The Modified Aberrant Salience Hypothesis (MASH) for Psychosis
Edited by Dr Gurjot Brar & Prof. Henry O'Connell
It is a real pleasure to introduce to our readers, Dr Costa Savva and Dr Benjamin Griffin who recently published a paper titled: “Towards a Unified Account of Aberrant Salience in Psychosis: Proximate and Evolutionary Mechanisms”
This fresh take on evolutionary mechanisms in psychosis blends findings in systems neuroscience, phenomenology and evolutionary science to arrive at a unified account of aberrant salience in psychosis. In their paper, the authors argue for the case of this theory and provide examples of how it can be tested. As with much of the literature in the field, the evolutionary perspective discussed is complementary and additive with the benefit of dovetailing with other theories in the field such as Abed’s out-group intolerance hypothesis for schizophrenia (Abed & Abbas, 2011)
Please tell us a little bit about yourself and how you got interested in evolutionary psychiatry
Cos: I’m a core psychiatry trainee in the Wessex deanery, and met my co-author and good friend Ben at medical school. After some years as a junior doctor, I decided to undertake a Psychiatric Research MSc, which I found wholly unfulfilling; something was missing from what I was being taught, despite the confident tone the lecturers often struck. Retrospectively, it is clear to me that courses such as these have an overly-reductive focus on the technicalities of poorly-understood proximate mechanisms, and, without realising it, are hamstrung by their implicit neglect of evolutionary theory within their foundational assumptions. Increasingly, I have embraced the pluralism offered by an evolutionary framework, which I have no doubt in time will dominate the paradigm within which we study the philosophical, nosological and biological underpinnings of psychiatry. In other words, evolutionary psychiatry will allow for the evolution of psychiatry into its next phase.

Supplied records —
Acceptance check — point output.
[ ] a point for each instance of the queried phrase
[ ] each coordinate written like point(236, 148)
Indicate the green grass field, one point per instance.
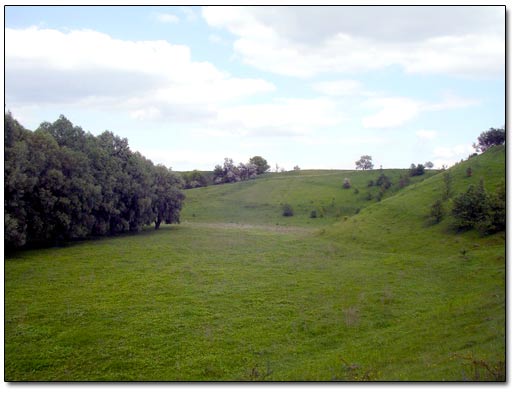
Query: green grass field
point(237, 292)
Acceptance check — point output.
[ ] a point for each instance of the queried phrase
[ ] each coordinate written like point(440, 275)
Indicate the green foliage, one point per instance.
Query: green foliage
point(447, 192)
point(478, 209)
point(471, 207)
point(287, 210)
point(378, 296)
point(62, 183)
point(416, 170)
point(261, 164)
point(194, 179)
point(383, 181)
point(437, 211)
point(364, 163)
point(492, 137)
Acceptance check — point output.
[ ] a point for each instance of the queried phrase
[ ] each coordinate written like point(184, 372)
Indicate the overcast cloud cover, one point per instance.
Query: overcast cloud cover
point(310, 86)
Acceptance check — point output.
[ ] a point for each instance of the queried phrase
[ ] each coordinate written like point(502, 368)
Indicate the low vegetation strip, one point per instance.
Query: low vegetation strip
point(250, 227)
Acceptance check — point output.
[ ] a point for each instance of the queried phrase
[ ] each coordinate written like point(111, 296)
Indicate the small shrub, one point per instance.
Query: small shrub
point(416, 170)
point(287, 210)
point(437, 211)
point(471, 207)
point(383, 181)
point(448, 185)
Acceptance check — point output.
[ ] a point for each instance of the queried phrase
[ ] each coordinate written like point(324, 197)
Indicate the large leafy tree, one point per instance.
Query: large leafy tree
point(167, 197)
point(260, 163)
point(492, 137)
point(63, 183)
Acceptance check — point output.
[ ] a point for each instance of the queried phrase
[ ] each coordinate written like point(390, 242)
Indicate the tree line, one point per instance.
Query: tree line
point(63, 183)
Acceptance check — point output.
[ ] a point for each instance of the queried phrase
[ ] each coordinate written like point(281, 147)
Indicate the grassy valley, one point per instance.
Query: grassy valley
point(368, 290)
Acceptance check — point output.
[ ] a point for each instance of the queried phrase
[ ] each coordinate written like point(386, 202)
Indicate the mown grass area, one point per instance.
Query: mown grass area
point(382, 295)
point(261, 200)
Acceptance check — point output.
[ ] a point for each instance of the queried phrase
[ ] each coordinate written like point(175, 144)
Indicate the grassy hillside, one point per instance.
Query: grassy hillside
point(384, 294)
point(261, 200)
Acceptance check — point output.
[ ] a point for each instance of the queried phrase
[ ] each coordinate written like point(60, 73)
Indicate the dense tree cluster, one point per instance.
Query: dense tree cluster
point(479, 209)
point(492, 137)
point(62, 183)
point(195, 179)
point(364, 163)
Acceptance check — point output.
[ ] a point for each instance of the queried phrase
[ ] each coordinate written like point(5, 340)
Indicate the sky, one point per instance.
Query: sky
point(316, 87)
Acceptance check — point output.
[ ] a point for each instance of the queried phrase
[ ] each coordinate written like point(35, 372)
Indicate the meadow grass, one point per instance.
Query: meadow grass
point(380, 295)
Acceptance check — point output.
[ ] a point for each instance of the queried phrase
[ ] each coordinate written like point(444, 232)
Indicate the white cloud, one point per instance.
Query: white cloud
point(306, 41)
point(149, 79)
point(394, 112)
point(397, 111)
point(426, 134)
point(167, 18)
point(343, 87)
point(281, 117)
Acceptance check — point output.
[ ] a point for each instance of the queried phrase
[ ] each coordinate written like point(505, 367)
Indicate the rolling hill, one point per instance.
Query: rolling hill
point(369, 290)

...

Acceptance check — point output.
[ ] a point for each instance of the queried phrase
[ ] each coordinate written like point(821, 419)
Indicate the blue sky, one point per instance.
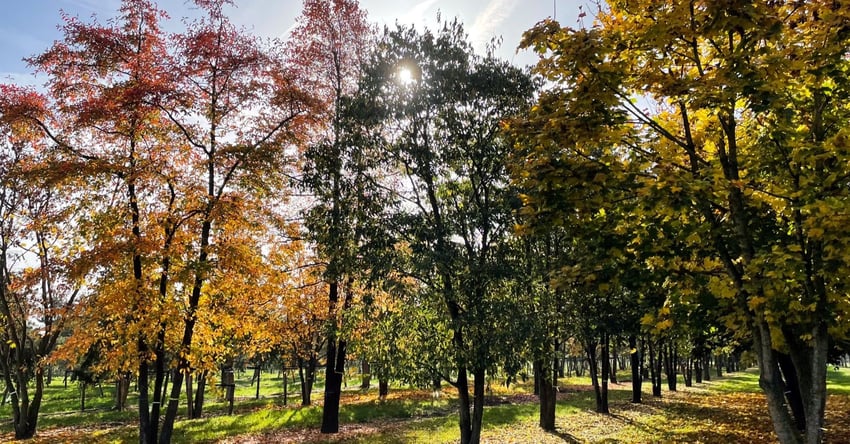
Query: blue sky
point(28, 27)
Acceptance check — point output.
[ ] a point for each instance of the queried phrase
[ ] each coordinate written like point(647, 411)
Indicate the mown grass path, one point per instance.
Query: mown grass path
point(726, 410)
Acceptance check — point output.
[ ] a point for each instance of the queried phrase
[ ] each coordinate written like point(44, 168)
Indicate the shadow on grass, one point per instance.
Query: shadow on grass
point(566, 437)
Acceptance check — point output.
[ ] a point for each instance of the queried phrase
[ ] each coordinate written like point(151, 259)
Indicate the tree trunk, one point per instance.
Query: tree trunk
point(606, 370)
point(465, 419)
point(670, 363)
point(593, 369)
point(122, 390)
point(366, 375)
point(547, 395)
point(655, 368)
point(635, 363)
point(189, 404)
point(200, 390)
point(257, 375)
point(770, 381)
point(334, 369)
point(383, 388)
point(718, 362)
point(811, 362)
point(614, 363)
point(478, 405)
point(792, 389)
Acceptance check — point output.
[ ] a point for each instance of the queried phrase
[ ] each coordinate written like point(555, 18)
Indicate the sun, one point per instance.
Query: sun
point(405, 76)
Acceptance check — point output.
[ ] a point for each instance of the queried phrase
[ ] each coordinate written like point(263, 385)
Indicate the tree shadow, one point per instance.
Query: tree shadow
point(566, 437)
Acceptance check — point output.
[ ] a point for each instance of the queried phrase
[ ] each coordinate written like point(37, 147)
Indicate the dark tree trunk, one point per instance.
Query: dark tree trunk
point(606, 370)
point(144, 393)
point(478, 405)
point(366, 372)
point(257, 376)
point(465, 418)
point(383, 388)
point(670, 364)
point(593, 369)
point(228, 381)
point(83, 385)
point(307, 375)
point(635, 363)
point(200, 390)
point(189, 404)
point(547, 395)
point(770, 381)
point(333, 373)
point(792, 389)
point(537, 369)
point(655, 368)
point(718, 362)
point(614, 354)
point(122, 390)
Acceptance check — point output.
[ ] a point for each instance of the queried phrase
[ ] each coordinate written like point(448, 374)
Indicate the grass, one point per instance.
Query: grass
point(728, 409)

Problems to solve —
1 > Which people does the MASH interview name?
2 > Can you copy the MASH interview word for word from "This fresh take" to "(Abed & Abbas, 2011)"?

Answers to the exercise —
1 >
- Dr Gurjot Brar
- Prof. Henry O'Connell
- Dr Costa Savva
- Dr Benjamin Griffin
- Abed
- Abbas

2 >
This fresh take on evolutionary mechanisms in psychosis blends findings in systems neuroscience, phenomenology and evolutionary science to arrive at a unified account of aberrant salience in psychosis. In their paper, the authors argue for the case of this theory and provide examples of how it can be tested. As with much of the literature in the field, the evolutionary perspective discussed is complementary and additive with the benefit of dovetailing with other theories in the field such as Abed’s out-group intolerance hypothesis for schizophrenia (Abed & Abbas, 2011)